A few years before the French New Wave rolled in, world cinema felt the breezes of the "Polish Spring." As the Stalinism era was waning, filmmakers in Poland took advantage of the small opening suddenly appearing to create a bold, fresh approach to filmmaking that would combine the raw immediacy of the best of Neo-realism with stories that emphasized the ambiguity of history and human experience. The work of Andrzej Wajda, Andrzej Munk, Jerzy Kawalerowicz, Tadeusz Konwicki and a few others was seen in art cinemas all over the world; indeed, for a few years Polish cinema was the art cinema. After its decade of glory (1955-65), Polish cinema never totally faded from view; the emergence of the Solidarity Movement in the late 70s brought a new generation of filmmaker such as Kryzsztof Kieslowski and Agnieszka Holland to international attention, along with the later work of established masters like Wajda. With the collapse of the communist regimes beginning in 1989, many hoped that Poland's hard-earned freedom would again lead to a wave of important cinema. Yet the communist system had at very least offered filmmakers a structure; it was restrictive and at times arbitrary, but filmmakers learned to deal with it; in contrast, after 1989, the reduction in state support for filmmaking, presented filmmakers with a whole new range of obstacles. It took several years before government support could be re-configured, and for television to move squarely into film production. Fifteen years after the end of communism, it's safe to say that Polis cinema is alive and very well, as this series amply demonstrates. Forever Changes: Polish Cinema Since 1989 introduces some of the most exciting new voices to have emerged in the last few years: remarkable debut feature films by Urszula Urbaniak, Dariusz Gajewski, Malgorzata Szumowska, Andrzej Jakimowski, Anna Jadowska and Eva Stankiewicz among others, offer penetrating looks into a new society growing out of the old. Several of the films chronicle the difficult process of transition - the impact of unemployment, spread of crime, or changes in personal relationships that were among the unintended and unexpected consequences. There are comedies, melodramas, thrillers, literary adaptations and historical films; a wide variety of styles and approaches, unified by the mutual desire to use the cinema to chronicle the work-in-progress that is 21st century Poland. - Richard Peña

TOUCH ME / DOTKNIJ MNIE
Anna Jadowska, Ewa Stankiewicz, 2003; 82m
An extraordinarily impressive debut feature, and a prize winner at the 2003 National Polish Film festival in Gdynia, TOUCH ME weaves together several stories to create an affecting portrait of love and loneliness in contemporary Poland. An actor waiting for his break scrapes by selling pots and pans on a home shopping channel. A policeman called in to settle a domestic dispute winds up falling in love with a woman twenty years his senior. Meanwhile, two film school graduates, Sylwek and Piotrek, wonder if they should abandon their squat and earn some money picking strawberries in Sweden. Directed by two recent graduates of the Lodz Film School, TOUCH ME is an excellent example of the new energy in Polish cinema.

▬▬▬▬▬▬

Instruction 1 ::
Answer these questions from the Polish cinema text:
(a) Which years does it give for Polish cinema's decade of glory?
(b) At which festival, and in what year, did TOUCH ME win a prize?
(c) How long is TOUCH ME?

▬▬▬▬▬▬

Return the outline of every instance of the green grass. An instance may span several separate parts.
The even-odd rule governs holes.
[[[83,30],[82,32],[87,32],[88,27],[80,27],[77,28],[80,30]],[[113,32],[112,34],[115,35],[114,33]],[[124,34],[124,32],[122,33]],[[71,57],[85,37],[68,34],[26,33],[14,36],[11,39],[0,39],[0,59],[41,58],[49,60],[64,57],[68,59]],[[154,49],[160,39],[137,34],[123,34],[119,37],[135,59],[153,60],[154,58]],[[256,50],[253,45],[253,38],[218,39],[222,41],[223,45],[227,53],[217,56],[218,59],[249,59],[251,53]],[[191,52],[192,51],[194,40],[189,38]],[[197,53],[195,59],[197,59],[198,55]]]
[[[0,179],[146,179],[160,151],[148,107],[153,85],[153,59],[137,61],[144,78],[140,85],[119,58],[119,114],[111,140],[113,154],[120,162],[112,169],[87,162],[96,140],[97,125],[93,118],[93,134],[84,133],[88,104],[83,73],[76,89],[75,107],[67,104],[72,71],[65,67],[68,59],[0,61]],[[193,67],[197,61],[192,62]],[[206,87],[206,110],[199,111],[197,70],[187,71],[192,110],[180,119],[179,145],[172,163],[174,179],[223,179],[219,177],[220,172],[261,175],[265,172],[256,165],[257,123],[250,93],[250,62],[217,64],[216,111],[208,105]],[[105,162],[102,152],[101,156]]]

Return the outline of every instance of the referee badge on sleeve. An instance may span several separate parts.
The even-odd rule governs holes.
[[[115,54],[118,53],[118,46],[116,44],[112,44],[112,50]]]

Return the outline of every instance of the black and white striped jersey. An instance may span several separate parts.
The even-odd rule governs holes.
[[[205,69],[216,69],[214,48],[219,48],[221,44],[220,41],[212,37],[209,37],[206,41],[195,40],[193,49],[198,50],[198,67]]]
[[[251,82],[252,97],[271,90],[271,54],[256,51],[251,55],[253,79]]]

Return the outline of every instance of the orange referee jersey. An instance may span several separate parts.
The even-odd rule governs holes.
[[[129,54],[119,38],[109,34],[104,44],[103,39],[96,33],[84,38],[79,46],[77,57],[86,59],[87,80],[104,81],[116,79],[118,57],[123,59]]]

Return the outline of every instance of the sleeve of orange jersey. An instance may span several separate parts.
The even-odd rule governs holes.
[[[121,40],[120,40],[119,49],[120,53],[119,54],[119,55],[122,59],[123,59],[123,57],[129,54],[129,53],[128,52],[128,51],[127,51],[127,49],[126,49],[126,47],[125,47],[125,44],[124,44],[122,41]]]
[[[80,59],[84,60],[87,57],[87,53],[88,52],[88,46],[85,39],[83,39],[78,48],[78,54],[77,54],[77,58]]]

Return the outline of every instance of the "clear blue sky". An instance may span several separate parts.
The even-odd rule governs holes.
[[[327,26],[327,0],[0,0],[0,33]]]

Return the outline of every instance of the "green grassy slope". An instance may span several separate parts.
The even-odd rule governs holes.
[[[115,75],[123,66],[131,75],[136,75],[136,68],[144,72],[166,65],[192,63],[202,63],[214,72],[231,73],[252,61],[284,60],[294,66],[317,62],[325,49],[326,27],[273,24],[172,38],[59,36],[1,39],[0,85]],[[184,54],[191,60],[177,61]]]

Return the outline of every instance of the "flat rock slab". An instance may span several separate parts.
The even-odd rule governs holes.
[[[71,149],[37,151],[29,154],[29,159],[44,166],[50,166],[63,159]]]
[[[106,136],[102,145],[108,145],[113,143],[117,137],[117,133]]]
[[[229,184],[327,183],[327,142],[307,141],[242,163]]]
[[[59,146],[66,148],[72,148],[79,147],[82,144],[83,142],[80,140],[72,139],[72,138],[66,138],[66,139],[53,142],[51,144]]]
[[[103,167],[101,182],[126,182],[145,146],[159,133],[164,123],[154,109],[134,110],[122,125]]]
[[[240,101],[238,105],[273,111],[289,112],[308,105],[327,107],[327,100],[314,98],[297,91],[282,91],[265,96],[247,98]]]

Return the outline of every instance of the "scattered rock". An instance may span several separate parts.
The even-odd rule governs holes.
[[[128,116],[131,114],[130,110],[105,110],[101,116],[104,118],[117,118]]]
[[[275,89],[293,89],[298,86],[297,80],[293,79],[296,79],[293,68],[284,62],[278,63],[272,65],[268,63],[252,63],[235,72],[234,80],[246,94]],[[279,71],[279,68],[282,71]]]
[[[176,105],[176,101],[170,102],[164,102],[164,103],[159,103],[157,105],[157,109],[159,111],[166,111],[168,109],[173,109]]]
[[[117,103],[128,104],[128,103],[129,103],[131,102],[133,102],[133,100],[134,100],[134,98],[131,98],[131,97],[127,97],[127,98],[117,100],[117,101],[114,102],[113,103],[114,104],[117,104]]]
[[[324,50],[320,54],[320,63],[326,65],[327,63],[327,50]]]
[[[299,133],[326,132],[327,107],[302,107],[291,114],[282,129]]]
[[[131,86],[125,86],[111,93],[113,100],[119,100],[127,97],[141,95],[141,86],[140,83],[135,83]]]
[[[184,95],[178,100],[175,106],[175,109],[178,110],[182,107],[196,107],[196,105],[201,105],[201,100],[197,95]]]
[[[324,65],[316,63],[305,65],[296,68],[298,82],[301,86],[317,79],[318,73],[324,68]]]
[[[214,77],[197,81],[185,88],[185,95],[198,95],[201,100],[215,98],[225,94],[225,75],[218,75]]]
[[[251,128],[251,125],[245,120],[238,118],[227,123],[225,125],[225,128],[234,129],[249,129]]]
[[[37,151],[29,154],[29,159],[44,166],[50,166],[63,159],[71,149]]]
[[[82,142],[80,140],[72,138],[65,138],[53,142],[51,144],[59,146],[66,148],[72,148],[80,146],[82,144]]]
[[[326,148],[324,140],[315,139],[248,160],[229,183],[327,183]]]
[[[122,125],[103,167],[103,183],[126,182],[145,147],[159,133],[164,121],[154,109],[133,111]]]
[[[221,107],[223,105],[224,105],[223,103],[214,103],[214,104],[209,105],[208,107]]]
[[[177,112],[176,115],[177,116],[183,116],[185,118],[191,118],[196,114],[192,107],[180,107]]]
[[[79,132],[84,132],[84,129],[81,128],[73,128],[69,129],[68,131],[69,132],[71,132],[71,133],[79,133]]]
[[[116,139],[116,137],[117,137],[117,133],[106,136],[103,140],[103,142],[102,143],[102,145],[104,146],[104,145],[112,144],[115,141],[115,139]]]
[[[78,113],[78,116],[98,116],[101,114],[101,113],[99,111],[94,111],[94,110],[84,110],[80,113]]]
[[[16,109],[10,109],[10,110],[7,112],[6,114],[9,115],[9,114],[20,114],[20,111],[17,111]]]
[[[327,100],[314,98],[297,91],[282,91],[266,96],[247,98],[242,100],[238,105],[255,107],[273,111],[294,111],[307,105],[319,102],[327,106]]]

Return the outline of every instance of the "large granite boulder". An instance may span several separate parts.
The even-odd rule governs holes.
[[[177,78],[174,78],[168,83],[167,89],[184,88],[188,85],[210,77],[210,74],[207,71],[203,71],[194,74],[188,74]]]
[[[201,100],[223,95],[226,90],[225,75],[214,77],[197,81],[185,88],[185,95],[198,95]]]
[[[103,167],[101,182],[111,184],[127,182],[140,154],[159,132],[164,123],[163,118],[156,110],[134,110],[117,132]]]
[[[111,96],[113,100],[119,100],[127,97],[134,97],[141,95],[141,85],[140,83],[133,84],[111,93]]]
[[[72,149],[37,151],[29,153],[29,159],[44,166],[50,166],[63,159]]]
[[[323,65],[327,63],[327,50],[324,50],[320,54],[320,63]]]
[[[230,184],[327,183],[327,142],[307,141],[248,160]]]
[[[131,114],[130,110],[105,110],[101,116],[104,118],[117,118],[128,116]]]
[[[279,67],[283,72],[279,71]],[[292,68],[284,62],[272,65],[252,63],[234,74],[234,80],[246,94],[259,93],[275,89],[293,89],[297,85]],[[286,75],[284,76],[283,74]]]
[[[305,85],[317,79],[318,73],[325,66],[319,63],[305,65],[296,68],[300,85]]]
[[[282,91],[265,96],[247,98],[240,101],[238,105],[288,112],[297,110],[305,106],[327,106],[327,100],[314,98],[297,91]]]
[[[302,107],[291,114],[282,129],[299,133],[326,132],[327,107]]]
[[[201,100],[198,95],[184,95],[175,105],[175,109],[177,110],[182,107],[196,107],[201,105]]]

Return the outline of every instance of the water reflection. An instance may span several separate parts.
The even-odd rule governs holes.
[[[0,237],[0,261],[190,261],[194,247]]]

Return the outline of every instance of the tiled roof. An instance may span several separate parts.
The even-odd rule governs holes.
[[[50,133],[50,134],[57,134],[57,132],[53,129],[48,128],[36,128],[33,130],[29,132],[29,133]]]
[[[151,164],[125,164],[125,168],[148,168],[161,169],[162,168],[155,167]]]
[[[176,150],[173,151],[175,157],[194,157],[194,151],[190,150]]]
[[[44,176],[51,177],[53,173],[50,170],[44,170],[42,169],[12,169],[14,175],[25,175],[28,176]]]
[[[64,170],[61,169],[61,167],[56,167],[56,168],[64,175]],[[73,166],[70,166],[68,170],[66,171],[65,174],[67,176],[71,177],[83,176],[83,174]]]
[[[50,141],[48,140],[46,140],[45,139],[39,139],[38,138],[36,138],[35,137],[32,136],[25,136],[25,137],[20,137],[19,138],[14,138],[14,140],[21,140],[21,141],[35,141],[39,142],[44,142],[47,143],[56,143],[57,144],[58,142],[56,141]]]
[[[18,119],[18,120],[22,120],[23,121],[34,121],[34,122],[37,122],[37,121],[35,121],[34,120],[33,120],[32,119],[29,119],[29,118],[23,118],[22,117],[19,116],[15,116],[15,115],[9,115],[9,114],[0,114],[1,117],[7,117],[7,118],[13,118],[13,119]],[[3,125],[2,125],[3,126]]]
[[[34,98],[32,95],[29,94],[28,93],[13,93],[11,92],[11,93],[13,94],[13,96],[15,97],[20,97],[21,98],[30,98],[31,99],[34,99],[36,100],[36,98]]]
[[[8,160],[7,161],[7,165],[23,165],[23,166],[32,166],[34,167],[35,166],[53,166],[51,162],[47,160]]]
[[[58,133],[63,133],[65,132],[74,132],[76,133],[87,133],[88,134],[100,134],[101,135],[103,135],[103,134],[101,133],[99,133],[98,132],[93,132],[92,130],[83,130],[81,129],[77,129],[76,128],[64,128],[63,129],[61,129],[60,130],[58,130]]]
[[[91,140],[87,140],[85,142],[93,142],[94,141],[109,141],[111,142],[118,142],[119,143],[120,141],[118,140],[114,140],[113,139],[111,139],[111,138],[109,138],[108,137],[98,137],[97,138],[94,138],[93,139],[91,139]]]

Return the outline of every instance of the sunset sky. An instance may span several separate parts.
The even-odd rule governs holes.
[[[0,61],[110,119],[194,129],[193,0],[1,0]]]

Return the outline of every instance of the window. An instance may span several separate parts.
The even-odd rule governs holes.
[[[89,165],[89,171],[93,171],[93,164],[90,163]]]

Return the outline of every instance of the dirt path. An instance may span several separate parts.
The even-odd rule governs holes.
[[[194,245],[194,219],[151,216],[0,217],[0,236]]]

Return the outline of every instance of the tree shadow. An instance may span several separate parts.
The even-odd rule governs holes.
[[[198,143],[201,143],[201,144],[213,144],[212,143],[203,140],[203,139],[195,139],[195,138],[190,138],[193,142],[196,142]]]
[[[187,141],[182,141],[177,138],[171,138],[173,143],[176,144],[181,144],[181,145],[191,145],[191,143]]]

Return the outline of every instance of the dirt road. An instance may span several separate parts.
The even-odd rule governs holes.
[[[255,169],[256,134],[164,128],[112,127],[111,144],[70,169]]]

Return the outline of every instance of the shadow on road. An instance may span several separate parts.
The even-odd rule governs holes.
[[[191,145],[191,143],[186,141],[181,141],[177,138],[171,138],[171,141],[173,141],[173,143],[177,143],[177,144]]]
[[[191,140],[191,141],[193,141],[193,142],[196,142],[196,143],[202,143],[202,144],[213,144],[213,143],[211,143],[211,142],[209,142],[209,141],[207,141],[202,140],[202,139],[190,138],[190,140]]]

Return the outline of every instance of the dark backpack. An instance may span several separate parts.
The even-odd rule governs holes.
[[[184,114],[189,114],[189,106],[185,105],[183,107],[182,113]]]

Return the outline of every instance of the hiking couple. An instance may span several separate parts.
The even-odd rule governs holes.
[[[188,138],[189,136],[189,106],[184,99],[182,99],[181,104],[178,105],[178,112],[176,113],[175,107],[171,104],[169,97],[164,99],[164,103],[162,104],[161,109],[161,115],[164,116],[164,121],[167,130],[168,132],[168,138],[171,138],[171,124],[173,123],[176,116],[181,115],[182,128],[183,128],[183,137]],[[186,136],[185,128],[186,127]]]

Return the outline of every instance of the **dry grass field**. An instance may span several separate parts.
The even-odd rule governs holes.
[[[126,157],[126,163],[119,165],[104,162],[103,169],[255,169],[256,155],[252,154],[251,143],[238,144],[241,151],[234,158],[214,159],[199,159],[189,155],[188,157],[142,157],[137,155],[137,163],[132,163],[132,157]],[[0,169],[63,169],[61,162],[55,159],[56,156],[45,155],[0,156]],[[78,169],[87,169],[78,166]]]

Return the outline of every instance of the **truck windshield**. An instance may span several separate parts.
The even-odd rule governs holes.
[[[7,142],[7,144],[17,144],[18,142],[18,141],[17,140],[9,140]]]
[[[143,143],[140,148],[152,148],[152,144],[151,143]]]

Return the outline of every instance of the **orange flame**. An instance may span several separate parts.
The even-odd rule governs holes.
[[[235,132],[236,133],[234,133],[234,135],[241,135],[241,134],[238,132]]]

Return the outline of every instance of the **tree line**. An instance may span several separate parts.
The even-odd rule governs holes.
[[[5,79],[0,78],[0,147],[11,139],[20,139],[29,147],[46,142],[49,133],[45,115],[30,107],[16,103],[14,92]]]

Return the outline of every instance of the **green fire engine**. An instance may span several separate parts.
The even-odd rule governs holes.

▬▬▬▬▬▬

Instruction 2 ::
Convert the stretch of the records from the line containing "Return the outline of every instance of the dirt path." through the line containing "[[[255,169],[256,134],[164,128],[112,127],[111,144],[70,169]]]" into a numbered list, leaving out blank lines.

Written answer 1 ::
(a) 1955-65
(b) The National Polish Film festival in Gdynia, in 2003
(c) 82m

Written answer 2 ::
1. Return the outline of every instance of the dirt path. An instance may span several separate parts.
2. The even-odd rule governs holes.
3. [[[194,245],[194,219],[151,216],[0,217],[0,236]]]
4. Return the outline of every instance of the tree shadow. An instance may span several separate parts.
5. The even-odd rule governs holes.
6. [[[198,143],[201,143],[201,144],[213,144],[212,143],[203,140],[203,139],[195,139],[195,138],[190,138],[193,142],[196,142]]]
7. [[[187,141],[182,141],[177,138],[171,138],[173,143],[176,144],[181,144],[181,145],[191,145],[191,143]]]
8. Return the outline of every instance of the dirt road. An instance may span several separate parts.
9. The even-odd rule governs holes.
10. [[[255,169],[256,134],[164,128],[112,127],[111,144],[70,169]]]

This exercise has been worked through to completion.